▸ **Work to be completed**:
The response must consist of the lines below from the one with "positive clicks: (60, 97) (71, 97)" through the one with "positive clicks: (68, 79)", exactly as they appear and with both ends kept.

Saved entries:

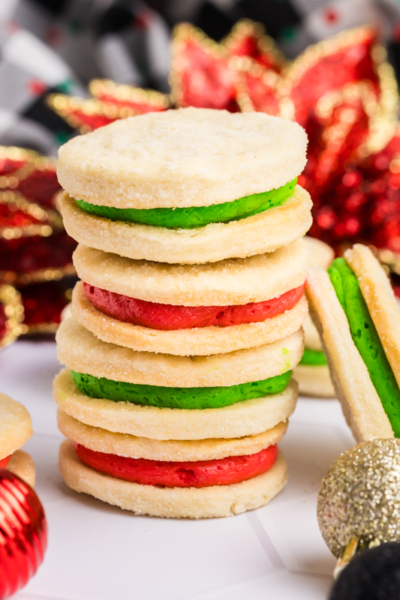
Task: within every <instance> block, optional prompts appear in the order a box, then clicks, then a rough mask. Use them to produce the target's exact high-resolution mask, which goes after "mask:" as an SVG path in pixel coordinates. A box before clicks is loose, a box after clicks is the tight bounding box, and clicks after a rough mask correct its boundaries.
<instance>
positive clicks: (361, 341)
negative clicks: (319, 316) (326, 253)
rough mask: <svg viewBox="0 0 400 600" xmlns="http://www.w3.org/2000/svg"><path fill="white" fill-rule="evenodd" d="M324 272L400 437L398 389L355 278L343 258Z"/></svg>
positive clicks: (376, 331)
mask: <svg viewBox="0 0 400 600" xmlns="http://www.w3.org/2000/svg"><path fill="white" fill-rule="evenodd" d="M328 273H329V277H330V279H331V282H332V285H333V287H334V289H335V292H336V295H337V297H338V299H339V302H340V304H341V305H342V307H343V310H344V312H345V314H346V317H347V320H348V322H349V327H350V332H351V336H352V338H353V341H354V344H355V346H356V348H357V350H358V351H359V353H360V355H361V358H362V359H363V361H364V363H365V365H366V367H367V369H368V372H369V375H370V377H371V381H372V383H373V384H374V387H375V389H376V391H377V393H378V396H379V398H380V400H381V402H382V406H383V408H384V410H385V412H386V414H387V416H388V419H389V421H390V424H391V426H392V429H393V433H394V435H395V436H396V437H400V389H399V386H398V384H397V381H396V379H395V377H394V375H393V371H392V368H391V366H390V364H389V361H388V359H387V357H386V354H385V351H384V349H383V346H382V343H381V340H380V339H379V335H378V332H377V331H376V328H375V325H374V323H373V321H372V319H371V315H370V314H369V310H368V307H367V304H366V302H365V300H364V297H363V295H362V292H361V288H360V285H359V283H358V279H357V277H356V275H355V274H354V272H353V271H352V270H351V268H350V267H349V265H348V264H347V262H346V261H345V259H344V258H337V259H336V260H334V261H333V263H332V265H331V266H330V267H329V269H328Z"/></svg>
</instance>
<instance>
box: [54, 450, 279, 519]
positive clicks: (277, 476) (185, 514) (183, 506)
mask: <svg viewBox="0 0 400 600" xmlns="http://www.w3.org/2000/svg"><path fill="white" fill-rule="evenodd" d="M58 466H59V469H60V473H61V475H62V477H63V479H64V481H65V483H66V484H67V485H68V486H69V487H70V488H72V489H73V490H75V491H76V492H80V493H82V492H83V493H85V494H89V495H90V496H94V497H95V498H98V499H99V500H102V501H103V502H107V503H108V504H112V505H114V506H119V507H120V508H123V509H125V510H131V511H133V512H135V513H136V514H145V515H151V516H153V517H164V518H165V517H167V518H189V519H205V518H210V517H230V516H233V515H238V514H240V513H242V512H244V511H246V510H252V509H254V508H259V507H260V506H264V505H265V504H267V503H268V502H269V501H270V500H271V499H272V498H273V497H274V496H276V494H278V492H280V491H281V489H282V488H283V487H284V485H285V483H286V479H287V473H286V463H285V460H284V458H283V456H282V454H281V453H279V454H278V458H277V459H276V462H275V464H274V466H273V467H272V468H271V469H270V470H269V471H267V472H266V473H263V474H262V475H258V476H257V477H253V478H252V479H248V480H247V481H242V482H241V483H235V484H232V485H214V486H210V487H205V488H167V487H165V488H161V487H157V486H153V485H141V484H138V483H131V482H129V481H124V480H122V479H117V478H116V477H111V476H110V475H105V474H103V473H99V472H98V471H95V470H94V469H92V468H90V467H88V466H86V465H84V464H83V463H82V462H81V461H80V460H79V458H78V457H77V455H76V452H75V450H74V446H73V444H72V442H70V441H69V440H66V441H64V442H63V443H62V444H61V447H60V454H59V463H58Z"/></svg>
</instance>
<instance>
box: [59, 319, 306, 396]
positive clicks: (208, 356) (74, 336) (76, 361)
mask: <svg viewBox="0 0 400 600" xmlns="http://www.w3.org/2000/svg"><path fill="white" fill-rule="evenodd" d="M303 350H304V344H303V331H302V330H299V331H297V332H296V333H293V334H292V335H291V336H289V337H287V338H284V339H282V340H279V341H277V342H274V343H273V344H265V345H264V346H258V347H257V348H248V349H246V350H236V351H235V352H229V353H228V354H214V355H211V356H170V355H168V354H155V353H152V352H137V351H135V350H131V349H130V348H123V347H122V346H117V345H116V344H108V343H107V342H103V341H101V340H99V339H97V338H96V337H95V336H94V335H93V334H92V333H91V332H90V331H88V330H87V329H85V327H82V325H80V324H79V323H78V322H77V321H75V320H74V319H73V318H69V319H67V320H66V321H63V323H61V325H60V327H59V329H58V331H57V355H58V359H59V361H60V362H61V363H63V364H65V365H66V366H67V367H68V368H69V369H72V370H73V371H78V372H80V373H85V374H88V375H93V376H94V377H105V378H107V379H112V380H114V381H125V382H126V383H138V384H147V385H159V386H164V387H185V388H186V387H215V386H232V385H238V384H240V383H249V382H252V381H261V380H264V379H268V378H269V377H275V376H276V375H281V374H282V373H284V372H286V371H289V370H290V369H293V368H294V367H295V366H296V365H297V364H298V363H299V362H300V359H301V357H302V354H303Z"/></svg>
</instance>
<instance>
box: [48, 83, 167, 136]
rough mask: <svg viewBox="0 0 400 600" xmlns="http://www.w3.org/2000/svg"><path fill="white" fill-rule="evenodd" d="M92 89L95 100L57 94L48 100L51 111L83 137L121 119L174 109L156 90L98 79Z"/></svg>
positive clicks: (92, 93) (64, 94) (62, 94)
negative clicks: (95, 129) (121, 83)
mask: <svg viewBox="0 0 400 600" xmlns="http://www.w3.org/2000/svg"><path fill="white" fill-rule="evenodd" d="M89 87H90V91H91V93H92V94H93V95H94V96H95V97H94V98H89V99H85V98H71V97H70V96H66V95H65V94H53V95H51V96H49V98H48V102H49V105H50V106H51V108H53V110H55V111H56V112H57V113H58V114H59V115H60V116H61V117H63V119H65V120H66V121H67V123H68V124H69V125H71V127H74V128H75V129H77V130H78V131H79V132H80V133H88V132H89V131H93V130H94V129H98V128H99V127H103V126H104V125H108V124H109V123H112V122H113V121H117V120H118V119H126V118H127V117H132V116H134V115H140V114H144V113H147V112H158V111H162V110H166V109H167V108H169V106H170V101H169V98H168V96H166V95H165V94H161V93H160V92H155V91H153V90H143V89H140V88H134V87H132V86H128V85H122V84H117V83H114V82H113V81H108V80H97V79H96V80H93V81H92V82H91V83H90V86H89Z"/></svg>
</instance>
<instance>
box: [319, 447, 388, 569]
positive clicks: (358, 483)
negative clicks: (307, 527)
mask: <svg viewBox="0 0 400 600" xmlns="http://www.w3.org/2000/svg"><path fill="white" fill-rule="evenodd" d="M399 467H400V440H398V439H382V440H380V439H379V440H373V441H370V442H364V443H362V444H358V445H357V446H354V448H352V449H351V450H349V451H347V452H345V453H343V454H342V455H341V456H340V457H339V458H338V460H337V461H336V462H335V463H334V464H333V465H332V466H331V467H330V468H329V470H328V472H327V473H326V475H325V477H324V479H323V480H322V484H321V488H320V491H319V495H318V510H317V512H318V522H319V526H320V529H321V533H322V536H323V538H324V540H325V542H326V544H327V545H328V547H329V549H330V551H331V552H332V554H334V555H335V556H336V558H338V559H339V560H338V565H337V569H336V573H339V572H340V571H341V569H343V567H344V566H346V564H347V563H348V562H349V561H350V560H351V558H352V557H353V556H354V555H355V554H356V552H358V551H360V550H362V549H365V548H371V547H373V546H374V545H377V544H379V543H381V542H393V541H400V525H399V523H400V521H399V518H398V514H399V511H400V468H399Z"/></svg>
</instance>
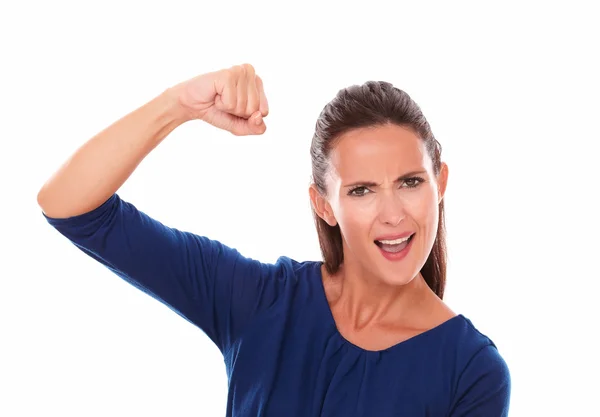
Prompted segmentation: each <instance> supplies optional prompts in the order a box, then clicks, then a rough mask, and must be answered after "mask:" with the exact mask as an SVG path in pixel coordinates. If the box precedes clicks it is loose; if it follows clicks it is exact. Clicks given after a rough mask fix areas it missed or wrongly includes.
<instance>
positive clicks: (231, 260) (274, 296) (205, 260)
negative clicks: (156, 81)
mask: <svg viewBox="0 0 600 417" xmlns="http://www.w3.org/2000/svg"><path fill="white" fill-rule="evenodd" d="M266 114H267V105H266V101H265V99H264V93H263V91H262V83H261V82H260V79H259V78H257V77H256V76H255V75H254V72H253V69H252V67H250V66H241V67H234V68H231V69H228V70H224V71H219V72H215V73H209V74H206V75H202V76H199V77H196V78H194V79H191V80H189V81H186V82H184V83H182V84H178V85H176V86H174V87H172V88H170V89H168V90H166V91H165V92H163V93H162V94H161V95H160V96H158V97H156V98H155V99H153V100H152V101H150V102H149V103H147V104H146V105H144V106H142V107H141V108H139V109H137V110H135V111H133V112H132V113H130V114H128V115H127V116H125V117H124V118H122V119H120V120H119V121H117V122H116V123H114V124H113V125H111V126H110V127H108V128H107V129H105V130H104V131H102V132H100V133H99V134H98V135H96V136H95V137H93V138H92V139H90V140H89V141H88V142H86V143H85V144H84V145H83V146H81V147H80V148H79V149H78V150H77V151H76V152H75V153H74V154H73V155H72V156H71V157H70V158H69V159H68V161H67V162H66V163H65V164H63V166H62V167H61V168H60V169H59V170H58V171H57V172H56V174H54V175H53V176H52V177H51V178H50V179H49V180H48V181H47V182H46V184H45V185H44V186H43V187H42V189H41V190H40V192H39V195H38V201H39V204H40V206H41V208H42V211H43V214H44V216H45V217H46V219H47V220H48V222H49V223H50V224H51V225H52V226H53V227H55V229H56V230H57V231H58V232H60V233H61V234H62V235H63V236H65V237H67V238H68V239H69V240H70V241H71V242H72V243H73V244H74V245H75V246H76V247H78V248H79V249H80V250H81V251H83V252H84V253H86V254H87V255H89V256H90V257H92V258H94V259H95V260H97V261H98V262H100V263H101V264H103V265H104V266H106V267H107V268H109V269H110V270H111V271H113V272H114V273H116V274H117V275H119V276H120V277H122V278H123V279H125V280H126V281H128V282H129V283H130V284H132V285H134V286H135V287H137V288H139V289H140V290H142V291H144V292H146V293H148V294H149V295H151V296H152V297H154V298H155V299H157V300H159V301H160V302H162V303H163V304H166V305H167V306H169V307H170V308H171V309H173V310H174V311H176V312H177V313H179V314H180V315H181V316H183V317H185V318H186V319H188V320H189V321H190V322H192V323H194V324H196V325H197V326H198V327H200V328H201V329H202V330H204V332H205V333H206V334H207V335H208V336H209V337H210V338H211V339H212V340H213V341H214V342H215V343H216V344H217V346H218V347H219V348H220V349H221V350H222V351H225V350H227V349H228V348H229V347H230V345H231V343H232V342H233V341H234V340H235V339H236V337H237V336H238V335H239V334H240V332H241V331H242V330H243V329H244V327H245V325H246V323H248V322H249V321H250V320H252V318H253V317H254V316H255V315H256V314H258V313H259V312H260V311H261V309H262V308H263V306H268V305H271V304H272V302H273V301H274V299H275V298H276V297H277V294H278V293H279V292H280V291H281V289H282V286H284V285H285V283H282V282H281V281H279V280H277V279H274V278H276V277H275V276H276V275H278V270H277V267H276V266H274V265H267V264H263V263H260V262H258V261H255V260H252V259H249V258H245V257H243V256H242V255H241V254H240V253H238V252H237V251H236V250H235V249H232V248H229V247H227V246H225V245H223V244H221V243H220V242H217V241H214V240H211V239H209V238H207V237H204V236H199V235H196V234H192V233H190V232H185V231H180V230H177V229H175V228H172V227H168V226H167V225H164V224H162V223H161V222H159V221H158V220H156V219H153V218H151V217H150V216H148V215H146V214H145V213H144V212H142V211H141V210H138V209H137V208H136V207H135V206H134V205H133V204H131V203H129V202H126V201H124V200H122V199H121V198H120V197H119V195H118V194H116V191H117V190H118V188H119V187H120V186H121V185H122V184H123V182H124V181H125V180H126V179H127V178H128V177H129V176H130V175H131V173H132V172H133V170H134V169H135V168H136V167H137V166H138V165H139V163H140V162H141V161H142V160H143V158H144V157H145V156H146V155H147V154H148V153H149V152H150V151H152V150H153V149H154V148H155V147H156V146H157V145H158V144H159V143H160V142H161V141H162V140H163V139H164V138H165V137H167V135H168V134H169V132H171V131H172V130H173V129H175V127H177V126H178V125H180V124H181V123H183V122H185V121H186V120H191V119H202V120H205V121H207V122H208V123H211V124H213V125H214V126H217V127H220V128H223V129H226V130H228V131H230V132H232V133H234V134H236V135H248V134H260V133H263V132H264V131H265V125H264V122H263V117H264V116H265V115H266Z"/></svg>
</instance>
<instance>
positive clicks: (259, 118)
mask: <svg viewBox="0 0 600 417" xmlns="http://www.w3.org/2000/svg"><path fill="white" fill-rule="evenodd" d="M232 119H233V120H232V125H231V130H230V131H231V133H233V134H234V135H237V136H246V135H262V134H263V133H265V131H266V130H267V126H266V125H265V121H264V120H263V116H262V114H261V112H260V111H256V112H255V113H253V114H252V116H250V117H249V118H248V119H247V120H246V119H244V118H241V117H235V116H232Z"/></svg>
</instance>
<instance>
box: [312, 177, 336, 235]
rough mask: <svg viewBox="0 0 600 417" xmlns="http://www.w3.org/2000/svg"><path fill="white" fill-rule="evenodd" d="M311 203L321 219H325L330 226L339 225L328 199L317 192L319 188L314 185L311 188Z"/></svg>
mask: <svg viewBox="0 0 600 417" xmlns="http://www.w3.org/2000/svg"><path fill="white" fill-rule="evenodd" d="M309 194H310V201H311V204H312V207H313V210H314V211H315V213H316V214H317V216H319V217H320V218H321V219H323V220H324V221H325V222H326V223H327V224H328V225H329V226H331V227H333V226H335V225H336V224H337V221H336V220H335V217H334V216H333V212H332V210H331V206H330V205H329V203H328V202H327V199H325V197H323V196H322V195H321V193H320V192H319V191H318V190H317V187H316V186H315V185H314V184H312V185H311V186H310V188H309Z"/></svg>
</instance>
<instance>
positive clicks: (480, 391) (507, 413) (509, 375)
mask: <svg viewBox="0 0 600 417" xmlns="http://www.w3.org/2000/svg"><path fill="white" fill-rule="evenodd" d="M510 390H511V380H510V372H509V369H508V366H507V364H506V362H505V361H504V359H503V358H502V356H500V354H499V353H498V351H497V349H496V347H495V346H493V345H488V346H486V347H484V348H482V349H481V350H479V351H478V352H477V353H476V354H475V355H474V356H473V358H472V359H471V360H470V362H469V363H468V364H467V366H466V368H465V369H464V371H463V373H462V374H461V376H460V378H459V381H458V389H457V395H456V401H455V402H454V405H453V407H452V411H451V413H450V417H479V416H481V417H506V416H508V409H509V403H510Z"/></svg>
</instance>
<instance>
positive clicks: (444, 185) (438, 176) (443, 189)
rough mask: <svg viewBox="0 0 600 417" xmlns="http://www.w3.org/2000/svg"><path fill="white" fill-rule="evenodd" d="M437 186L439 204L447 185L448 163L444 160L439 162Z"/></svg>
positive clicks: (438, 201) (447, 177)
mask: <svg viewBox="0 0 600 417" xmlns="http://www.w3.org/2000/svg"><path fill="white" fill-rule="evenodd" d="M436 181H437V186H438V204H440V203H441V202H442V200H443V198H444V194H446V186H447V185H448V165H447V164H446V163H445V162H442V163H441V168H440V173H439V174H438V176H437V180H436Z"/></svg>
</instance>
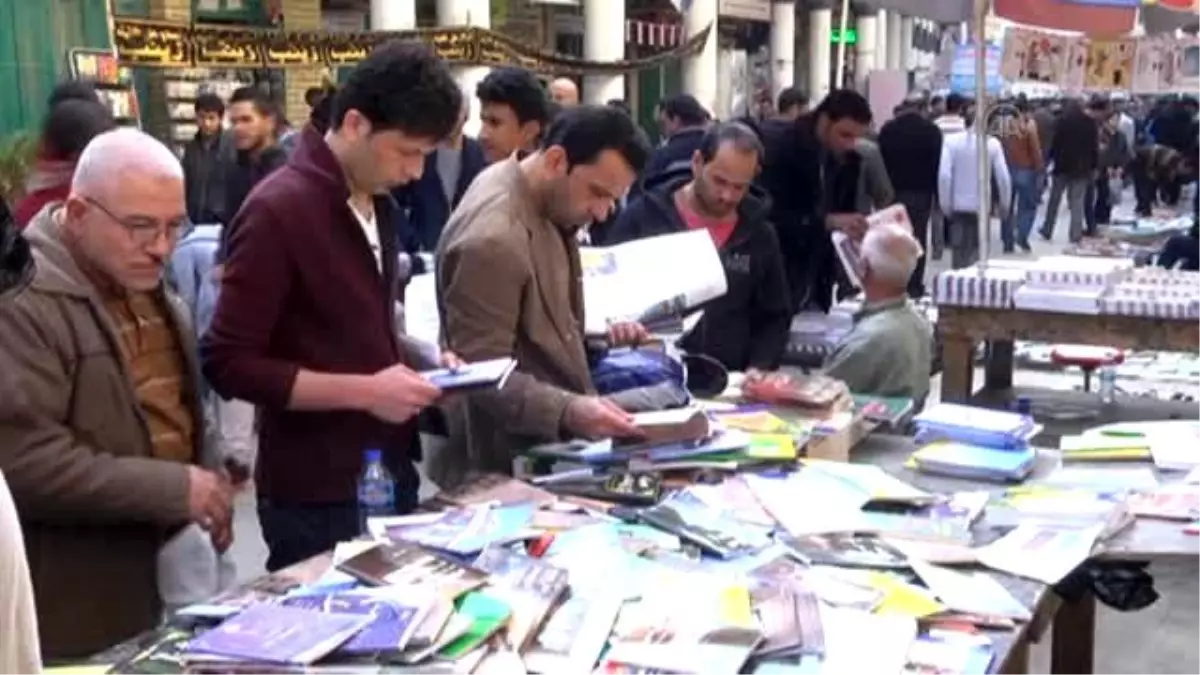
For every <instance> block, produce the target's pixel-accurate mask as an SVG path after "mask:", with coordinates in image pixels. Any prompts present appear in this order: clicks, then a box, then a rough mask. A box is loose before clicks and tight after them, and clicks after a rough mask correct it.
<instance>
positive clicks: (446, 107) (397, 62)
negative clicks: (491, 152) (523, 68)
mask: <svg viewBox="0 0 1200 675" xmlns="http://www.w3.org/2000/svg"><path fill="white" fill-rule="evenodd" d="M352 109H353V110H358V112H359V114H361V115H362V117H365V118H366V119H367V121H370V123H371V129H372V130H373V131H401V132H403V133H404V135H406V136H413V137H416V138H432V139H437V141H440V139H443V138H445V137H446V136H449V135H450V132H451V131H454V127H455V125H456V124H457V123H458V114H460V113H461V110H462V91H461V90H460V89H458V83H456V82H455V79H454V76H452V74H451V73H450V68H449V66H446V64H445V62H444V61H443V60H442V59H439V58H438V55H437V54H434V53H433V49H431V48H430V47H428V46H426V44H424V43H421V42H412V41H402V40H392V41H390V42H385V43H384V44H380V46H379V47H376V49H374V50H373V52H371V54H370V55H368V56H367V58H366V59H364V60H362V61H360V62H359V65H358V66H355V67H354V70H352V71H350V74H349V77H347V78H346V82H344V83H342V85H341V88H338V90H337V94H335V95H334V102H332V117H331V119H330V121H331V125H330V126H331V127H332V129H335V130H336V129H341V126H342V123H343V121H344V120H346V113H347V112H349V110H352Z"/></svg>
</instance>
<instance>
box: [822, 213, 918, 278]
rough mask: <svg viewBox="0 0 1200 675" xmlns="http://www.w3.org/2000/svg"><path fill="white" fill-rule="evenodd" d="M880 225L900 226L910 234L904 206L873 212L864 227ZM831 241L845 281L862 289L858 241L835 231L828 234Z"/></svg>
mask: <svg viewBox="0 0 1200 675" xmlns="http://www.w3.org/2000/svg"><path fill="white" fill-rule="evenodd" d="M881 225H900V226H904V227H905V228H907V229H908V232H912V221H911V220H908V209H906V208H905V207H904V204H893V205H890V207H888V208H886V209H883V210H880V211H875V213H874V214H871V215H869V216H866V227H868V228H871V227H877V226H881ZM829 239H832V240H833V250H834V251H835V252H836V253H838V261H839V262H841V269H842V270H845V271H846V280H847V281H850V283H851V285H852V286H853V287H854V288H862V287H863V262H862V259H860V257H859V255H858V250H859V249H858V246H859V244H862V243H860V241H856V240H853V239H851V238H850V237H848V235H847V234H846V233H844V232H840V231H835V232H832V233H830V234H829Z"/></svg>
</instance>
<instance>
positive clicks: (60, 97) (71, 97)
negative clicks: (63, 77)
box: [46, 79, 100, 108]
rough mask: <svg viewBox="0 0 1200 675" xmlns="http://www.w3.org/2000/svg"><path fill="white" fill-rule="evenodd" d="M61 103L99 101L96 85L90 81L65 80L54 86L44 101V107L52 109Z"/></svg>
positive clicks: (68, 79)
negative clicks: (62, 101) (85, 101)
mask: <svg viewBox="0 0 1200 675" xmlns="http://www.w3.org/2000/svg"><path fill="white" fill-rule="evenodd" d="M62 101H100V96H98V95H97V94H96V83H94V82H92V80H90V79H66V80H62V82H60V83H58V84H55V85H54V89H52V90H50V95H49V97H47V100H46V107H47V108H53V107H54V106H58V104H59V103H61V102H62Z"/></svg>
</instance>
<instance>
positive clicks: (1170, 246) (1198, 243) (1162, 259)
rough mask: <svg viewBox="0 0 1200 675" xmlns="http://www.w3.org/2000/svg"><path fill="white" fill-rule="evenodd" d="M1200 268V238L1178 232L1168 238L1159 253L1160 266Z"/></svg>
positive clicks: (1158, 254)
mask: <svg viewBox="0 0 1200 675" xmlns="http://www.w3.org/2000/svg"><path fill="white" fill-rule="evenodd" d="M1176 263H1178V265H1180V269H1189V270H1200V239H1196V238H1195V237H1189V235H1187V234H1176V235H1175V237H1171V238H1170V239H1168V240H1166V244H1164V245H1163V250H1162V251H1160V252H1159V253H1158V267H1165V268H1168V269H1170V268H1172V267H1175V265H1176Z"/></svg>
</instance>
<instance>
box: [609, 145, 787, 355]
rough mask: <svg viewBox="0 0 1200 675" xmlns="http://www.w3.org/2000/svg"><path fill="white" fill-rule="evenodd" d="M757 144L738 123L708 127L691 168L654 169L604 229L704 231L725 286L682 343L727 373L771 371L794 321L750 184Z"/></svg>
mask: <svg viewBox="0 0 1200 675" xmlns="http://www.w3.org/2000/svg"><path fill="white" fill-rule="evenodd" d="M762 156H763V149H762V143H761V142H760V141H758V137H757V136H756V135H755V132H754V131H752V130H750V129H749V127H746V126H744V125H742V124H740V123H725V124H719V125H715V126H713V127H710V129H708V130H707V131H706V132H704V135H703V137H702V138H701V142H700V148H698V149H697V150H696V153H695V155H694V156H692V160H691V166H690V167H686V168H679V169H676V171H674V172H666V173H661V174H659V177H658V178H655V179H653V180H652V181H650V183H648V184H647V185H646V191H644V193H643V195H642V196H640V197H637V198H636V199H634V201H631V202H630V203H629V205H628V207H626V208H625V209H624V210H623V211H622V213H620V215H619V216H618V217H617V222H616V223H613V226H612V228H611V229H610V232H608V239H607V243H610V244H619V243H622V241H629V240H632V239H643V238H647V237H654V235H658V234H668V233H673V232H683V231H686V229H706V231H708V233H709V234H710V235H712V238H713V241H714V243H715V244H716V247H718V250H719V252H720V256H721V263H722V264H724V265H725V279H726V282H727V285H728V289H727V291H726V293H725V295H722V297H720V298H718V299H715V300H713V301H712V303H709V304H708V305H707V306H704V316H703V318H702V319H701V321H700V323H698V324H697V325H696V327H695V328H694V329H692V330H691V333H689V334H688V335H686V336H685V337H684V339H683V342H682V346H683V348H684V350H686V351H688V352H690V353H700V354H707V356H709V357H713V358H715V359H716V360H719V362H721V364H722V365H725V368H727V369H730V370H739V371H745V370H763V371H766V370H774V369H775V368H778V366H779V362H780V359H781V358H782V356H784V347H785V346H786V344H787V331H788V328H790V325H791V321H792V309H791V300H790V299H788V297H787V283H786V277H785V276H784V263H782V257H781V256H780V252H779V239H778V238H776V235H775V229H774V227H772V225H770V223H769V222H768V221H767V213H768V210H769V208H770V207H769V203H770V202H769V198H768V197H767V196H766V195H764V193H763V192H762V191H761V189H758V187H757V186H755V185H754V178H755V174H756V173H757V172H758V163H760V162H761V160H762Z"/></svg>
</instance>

▸ **Reply**:
positive clicks: (60, 97) (71, 97)
negative clicks: (63, 77)
box: [46, 79, 100, 108]
rough mask: <svg viewBox="0 0 1200 675" xmlns="http://www.w3.org/2000/svg"><path fill="white" fill-rule="evenodd" d="M61 103L99 101L96 85L90 81L65 80L54 86L44 101V107L52 109Z"/></svg>
positive clicks: (68, 79)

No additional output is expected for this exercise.